__TEXT PASSAGE__
☆ ☆ ☆

The VCTF Scheme celebrates and recognises members of staff who have innovative and impactful projects planned for that Fellowship year.

Blerton received his VCTF Award for his work bringing the world of Virtual Reality (VR) to the tourism programme. VR has been gaining widespread attention for its potential educational benefits. Within tourism education, it’s allowing students to ‘visit’ locations normally out of their reach from the comfort of the classroom. It also gives students the opportunity to design their own 360-degree virtual tours and present them to the class.


Blerton said “It’s a pleasure to be one of the first winners of the Vice-Chancellor Teaching Fellow Award in the University of Sunderland in London."

"I believe that VR learning can be a replacement to traditional teaching methods and can support learners, lifting barriers and limitations." Blerton continues. "The main reason to introduce VR into classrooms is to tackle the issue of passive learning and engage students through active learning. The research shows that VR technology is supporting learners to be more engaged, active and interactive while enhancing their learning abilities.” 

Geoff was awarded the VCTF for his exploration of Nudge Theory in improving attainment and retention amongst BAME students. Nudge Theory says that people can be ‘nudged’ to change their behaviour by understanding the psychology and impact of information and choice. It has been used successfully to reduce energy consumption and increase road safety. ­­­

Geoff said “It’s very exciting for both the University of Sunderland in London and the University of Sunderland to be working on a project directly linked to student success. Since Nudge Theory has been successfully applied to many aspects of contemporary life, it will be exciting to develop this project as part of the University’s focus on innovative teaching and learning.”

☆ ☆ ☆

__TASK TO COMPLETE__
Write out the passage on the teaching fellowship awards word for word, between "Blerton received his" and "to the class.", inclusive. The lines after this point are separate from the passage on the teaching fellowship awards.

Entries for labeling bounding boxes
☆ ☆ ☆

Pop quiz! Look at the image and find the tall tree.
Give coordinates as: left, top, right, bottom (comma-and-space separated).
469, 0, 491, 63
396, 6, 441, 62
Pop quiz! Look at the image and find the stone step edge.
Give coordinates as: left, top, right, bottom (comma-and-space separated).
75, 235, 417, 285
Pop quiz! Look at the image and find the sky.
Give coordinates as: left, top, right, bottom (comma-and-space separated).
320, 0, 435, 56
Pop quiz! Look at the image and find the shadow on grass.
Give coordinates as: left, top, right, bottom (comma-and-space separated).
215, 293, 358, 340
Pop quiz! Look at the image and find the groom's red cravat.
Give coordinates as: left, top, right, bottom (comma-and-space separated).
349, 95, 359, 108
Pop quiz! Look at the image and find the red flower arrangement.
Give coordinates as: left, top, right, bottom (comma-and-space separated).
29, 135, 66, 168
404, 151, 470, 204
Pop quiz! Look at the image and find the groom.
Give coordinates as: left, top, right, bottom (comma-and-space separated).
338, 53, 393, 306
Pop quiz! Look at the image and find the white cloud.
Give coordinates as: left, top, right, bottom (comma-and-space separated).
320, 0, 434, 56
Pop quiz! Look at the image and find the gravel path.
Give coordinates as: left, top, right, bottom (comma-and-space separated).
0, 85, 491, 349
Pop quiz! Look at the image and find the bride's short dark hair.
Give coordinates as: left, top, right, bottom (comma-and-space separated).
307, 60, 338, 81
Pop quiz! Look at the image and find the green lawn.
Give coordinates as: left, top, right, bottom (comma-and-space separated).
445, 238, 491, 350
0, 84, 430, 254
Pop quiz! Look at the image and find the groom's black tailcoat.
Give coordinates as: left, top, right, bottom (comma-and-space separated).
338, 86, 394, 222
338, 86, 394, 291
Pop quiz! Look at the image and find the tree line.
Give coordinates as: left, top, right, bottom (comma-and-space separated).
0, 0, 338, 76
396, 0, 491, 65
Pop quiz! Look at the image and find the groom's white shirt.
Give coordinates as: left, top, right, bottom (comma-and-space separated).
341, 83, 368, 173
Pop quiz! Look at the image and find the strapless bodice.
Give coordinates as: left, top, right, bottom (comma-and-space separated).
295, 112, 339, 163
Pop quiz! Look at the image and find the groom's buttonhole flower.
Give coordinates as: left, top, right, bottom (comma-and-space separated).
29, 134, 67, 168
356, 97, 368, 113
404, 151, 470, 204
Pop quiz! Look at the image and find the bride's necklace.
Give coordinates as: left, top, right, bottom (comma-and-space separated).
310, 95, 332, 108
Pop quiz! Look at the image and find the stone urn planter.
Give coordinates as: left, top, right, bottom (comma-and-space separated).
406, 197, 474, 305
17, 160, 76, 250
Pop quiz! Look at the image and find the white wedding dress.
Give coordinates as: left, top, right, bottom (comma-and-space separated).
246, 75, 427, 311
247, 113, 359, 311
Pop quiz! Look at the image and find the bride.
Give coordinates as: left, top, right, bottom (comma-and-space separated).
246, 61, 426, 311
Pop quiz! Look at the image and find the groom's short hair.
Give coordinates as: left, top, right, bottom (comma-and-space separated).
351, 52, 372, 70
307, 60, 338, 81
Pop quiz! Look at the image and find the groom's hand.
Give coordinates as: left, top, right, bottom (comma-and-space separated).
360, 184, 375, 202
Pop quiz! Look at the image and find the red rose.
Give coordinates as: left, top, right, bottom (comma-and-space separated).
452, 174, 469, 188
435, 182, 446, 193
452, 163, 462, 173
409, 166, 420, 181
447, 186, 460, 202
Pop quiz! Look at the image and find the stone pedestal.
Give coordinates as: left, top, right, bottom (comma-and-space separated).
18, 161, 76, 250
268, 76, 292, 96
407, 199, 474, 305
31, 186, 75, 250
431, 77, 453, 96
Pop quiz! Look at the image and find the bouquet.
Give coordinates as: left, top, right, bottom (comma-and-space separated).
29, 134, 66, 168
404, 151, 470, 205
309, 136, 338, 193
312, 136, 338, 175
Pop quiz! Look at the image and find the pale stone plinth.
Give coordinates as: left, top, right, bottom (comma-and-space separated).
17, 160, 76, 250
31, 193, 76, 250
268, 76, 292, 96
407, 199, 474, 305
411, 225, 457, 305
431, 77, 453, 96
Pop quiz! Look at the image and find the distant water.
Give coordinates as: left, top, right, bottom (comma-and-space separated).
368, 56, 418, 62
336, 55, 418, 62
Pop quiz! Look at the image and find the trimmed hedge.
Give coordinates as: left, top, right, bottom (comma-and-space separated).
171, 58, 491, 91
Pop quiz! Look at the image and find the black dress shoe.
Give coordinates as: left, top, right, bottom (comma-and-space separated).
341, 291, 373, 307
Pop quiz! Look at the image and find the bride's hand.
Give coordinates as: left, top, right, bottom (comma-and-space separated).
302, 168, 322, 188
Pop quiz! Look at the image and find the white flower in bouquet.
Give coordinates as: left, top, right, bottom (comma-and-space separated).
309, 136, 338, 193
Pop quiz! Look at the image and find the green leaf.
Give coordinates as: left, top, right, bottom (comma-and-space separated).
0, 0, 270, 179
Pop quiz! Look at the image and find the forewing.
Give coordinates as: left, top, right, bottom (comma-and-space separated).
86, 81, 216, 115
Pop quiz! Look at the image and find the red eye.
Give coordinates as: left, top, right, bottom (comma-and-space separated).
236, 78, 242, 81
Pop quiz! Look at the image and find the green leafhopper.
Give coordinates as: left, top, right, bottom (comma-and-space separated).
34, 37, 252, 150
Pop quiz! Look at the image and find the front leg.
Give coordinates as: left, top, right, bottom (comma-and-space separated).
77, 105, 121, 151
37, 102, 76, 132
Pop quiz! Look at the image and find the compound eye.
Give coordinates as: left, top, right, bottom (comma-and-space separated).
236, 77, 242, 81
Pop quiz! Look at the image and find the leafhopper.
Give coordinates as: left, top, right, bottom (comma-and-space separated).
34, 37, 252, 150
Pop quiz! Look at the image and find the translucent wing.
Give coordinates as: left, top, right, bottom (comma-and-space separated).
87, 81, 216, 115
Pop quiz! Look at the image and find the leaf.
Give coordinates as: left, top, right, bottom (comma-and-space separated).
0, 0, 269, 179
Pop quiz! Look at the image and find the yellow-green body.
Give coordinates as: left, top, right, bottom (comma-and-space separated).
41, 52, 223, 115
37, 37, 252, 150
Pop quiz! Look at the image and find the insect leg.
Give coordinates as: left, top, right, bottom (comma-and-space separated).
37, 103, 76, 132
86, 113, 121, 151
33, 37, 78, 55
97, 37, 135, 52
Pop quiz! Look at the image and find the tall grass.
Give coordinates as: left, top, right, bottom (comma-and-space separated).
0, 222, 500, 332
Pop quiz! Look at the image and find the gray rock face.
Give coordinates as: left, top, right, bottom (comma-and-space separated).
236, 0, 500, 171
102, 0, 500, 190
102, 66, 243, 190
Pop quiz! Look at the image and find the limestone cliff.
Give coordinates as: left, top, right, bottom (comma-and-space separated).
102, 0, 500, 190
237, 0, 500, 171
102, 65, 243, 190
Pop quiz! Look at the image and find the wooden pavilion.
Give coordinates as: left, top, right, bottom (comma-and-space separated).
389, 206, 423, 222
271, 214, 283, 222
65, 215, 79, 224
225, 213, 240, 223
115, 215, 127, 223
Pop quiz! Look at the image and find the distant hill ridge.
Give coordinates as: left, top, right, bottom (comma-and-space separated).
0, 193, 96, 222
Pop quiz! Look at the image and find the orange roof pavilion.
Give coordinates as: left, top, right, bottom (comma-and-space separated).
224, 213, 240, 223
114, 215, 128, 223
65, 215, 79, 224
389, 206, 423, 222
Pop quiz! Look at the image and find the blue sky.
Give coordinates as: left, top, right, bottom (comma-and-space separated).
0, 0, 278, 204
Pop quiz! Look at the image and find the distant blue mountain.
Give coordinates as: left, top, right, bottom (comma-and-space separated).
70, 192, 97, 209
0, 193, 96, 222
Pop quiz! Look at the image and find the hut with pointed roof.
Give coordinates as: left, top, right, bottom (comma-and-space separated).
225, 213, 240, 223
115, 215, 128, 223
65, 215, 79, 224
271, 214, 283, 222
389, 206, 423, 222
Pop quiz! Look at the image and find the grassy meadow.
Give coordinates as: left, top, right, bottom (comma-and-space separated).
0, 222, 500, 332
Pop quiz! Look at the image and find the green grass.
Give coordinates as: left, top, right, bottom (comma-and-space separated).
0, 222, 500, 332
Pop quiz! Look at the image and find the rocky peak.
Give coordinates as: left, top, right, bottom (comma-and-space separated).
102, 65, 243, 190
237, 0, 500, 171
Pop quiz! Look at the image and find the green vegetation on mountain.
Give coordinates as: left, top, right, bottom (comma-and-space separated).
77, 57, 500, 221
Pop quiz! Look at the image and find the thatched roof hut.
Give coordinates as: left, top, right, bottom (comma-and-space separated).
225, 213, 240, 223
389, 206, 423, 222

☆ ☆ ☆

__SOLUTION TO THIS PROBLEM__
Blerton received his VCTF Award for his work bringing the world of Virtual Reality (VR) to the tourism programme. VR has been gaining widespread attention for its potential educational benefits. Within tourism education, it’s allowing students to ‘visit’ locations normally out of their reach from the comfort of the classroom. It also gives students the opportunity to design their own 360-degree virtual tours and present them to the class.